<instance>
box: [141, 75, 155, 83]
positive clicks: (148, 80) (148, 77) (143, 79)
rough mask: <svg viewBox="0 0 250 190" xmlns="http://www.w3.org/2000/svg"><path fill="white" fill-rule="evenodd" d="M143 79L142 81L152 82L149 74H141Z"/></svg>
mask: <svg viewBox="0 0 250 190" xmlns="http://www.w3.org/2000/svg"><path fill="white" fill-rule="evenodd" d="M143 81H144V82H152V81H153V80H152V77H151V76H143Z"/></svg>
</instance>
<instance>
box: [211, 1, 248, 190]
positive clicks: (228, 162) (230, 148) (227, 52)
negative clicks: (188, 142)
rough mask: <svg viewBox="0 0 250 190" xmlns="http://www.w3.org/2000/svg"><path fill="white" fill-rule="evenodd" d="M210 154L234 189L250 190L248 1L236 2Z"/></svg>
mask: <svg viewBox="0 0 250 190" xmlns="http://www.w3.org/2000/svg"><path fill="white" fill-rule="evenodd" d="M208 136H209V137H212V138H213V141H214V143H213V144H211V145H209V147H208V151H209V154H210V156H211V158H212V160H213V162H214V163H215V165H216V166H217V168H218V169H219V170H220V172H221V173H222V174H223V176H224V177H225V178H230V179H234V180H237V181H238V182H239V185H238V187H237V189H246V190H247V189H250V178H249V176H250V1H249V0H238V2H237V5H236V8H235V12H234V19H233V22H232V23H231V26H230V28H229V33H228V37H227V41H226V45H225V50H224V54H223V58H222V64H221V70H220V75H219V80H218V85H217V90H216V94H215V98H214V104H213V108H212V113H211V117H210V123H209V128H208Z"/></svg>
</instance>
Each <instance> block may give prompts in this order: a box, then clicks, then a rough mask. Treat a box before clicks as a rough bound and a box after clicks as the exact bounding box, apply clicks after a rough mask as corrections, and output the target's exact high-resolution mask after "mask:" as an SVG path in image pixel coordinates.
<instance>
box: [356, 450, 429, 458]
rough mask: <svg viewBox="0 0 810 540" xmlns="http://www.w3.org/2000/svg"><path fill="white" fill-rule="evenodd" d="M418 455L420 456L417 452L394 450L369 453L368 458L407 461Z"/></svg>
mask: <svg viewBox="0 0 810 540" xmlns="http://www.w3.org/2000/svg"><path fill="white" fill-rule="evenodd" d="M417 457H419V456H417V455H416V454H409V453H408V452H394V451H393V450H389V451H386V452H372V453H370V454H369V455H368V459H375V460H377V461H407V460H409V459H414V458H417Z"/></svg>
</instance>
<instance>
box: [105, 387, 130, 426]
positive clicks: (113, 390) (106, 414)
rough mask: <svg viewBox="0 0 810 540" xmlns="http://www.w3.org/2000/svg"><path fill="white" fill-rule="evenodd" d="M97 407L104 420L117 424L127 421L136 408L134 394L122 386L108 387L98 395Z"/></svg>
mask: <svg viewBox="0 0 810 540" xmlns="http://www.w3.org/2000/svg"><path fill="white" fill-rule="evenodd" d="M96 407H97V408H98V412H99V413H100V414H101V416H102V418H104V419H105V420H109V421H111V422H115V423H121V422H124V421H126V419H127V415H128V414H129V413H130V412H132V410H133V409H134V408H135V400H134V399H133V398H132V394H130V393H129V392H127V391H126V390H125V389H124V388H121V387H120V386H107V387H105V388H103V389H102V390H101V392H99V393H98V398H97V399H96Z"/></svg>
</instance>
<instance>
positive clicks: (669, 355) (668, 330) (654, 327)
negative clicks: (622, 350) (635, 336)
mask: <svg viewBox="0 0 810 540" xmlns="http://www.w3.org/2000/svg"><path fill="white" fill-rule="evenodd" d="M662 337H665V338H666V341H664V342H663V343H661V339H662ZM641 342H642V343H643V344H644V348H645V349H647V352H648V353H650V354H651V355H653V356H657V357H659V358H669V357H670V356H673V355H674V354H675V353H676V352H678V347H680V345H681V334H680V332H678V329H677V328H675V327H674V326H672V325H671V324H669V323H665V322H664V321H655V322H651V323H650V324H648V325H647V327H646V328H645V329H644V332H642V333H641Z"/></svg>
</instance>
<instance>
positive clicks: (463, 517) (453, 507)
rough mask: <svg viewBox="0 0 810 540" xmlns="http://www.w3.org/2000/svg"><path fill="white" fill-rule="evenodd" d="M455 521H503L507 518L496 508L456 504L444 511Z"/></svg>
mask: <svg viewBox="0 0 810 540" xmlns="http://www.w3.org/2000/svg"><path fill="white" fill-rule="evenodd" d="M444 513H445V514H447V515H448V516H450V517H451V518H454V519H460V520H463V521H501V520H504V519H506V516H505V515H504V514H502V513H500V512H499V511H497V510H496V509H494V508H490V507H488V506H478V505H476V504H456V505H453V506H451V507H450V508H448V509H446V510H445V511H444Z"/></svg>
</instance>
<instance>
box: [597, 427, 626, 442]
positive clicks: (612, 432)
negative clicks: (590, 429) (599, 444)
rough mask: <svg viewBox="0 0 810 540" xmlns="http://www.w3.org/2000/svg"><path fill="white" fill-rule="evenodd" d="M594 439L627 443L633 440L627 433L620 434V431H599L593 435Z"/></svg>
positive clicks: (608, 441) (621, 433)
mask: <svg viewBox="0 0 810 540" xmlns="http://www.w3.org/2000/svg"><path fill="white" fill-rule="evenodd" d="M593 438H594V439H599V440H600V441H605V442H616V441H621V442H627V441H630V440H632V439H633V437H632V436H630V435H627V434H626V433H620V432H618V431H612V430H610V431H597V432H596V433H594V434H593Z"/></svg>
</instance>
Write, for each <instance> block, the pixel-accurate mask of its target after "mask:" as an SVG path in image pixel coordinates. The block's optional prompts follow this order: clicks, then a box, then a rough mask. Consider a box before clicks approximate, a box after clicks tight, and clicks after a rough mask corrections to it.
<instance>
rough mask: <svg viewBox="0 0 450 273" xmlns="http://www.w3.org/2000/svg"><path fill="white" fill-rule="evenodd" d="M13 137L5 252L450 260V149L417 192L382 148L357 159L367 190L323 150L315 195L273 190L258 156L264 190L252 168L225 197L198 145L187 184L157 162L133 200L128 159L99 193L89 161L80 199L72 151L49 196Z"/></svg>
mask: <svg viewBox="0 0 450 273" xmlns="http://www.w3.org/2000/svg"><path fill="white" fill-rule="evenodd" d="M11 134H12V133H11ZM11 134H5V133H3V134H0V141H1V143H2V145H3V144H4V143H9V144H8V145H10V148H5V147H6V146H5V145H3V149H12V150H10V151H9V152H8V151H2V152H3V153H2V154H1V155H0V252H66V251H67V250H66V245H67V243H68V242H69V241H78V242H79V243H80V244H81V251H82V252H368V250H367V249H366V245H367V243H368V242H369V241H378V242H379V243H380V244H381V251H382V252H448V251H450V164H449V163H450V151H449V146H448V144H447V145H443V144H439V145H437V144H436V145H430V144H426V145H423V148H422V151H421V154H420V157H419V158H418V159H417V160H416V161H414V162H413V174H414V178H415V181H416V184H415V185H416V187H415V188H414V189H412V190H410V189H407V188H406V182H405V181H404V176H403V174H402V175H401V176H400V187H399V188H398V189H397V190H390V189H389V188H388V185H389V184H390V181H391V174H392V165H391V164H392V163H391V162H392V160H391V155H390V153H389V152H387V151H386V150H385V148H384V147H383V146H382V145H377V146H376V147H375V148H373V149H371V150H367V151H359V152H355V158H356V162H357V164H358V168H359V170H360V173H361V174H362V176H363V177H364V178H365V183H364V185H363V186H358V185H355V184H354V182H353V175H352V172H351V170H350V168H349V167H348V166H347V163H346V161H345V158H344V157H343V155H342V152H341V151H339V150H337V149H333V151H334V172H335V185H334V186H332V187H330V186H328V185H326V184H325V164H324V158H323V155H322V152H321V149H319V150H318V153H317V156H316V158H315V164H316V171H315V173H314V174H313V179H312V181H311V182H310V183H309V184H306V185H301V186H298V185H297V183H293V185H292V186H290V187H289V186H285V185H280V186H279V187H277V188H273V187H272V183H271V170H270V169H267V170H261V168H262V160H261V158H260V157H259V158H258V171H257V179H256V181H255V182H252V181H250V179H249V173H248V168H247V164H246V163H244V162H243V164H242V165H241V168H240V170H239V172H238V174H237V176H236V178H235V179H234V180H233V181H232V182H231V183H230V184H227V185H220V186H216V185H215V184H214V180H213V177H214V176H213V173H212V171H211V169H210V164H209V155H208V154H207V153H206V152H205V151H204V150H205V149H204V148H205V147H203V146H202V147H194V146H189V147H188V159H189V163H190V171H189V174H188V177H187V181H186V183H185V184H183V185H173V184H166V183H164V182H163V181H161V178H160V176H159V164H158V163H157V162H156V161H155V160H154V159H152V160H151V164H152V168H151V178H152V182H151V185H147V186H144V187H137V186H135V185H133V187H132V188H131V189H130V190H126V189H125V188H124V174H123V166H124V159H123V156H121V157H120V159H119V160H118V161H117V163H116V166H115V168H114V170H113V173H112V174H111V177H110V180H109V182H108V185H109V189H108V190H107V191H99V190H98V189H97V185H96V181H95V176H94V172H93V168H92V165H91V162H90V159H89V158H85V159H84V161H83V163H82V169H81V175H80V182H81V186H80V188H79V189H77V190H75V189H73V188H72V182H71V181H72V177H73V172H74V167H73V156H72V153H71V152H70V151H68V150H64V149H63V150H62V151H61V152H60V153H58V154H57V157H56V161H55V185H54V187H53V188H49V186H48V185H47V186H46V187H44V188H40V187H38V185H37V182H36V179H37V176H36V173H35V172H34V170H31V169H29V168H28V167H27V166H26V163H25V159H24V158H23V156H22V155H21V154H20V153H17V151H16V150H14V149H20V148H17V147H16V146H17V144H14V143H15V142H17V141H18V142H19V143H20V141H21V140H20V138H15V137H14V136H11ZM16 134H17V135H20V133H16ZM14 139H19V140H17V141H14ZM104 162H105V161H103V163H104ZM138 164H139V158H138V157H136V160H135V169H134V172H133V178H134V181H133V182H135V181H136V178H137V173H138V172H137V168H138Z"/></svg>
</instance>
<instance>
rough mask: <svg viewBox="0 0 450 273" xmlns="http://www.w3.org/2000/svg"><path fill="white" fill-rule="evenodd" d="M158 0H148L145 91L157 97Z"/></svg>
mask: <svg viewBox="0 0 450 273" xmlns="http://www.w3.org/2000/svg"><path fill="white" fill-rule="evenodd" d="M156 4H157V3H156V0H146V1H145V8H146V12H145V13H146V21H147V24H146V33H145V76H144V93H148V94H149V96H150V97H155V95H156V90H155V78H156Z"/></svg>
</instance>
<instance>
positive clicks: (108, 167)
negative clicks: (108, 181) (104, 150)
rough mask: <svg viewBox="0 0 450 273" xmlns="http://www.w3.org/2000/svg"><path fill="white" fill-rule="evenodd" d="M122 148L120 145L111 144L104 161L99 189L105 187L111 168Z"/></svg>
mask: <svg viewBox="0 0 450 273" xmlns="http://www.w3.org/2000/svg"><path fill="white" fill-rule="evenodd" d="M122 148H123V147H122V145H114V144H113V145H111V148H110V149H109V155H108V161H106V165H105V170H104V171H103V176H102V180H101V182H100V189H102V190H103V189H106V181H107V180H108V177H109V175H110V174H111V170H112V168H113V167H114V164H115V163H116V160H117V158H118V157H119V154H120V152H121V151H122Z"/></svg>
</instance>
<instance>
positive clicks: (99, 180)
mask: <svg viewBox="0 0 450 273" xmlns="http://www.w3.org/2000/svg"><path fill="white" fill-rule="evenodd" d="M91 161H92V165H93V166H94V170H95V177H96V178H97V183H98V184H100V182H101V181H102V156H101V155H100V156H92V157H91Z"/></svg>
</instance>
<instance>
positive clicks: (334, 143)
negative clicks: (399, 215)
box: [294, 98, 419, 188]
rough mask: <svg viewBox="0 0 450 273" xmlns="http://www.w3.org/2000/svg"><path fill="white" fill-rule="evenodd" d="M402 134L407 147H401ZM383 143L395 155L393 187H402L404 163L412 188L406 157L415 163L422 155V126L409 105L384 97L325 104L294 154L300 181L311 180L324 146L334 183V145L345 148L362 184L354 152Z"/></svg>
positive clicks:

_What you need to do_:
Could you reproduce exactly the lines of the entries above, from the one with "positive clicks: (334, 143)" through the one with "box: [294, 98, 419, 188]", and nothing else?

_Answer space_:
positive clicks: (334, 143)
negative clicks: (399, 215)
box: [294, 98, 419, 188]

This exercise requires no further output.